=== INSTRUCTIONS TO FOLLOW ===
Would you please repeat the lines in the listing below from the one containing "In this photo, where can the man's right" through the final one, exactly as they appear?

------------------------------

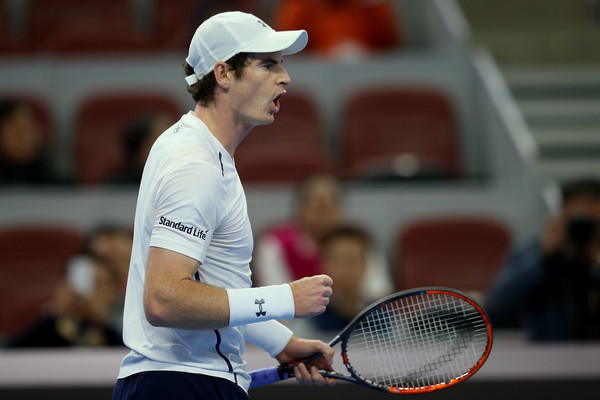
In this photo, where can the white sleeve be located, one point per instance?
(271, 336)
(269, 265)
(188, 205)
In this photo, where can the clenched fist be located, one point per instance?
(311, 295)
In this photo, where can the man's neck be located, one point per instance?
(223, 126)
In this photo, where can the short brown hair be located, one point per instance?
(203, 91)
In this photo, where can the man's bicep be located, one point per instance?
(166, 265)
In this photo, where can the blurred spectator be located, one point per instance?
(138, 139)
(551, 285)
(78, 314)
(345, 251)
(23, 159)
(290, 250)
(112, 244)
(343, 29)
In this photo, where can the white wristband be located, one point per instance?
(251, 305)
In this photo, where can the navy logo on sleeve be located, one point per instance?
(189, 229)
(260, 312)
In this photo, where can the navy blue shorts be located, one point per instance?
(166, 385)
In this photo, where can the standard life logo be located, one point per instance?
(189, 229)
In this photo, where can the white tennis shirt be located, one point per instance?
(191, 201)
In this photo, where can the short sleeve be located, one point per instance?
(188, 208)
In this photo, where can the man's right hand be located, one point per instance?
(311, 295)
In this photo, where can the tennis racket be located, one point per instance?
(415, 341)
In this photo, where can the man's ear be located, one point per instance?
(222, 77)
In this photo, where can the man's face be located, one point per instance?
(255, 97)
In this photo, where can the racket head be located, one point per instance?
(417, 341)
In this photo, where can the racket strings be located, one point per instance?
(418, 341)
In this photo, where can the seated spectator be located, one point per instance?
(290, 250)
(112, 244)
(23, 159)
(551, 284)
(341, 29)
(345, 252)
(78, 314)
(138, 139)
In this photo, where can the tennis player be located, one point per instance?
(189, 305)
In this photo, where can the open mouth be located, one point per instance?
(276, 101)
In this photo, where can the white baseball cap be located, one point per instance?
(226, 34)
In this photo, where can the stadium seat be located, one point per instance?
(34, 260)
(461, 252)
(8, 43)
(400, 132)
(83, 26)
(41, 112)
(99, 127)
(289, 149)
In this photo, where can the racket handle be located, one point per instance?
(264, 376)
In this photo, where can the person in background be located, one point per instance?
(291, 249)
(23, 159)
(112, 244)
(551, 284)
(79, 312)
(138, 139)
(342, 29)
(345, 251)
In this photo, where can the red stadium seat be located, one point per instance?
(400, 132)
(88, 26)
(8, 43)
(289, 149)
(41, 113)
(464, 253)
(99, 128)
(34, 260)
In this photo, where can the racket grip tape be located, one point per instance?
(264, 376)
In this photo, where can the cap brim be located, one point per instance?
(288, 42)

------------------------------

=== ANSWER TO THIS TASK ===
In this photo, where can the man's right hand be located, one point per instance?
(311, 295)
In this photo, where can the tennis racket be located, one point per instance?
(415, 341)
In this photo, where can the man's ear be located, one point per instance?
(222, 77)
In this photo, where can the man's face be located, one point per instance?
(255, 97)
In this photo, where can the racket head be located, one point per instance?
(417, 341)
In this photo, where can the racket strings be located, one point per instance?
(418, 341)
In this photo, where can the seated spectator be located, one point per instance?
(290, 250)
(112, 244)
(23, 159)
(551, 284)
(341, 29)
(345, 252)
(78, 314)
(138, 139)
In this photo, where can the tennis player be located, one point per instance?
(189, 305)
In this photo, where can the open mouth be located, one point per instance?
(276, 101)
In this photo, where can the white baseball cap be located, one point per instance?
(226, 34)
In this photo, where can the stadium seat be located, one point per instance?
(34, 260)
(461, 252)
(8, 43)
(400, 132)
(83, 26)
(41, 112)
(99, 127)
(289, 149)
In this photo, where can the racket handle be located, one point per instance?
(264, 376)
In this photo, where can the person in background be located, one point per instance?
(291, 249)
(23, 159)
(112, 244)
(551, 284)
(79, 312)
(138, 139)
(342, 29)
(345, 251)
In this photo, where can the red stadium seat be located, one point per instance?
(400, 132)
(88, 26)
(8, 43)
(289, 149)
(41, 113)
(464, 253)
(99, 128)
(34, 260)
In this photo, where can the racket grip tape be located, one point per instance?
(264, 376)
In this photo, where can the cap brim be located, one point per instance?
(288, 42)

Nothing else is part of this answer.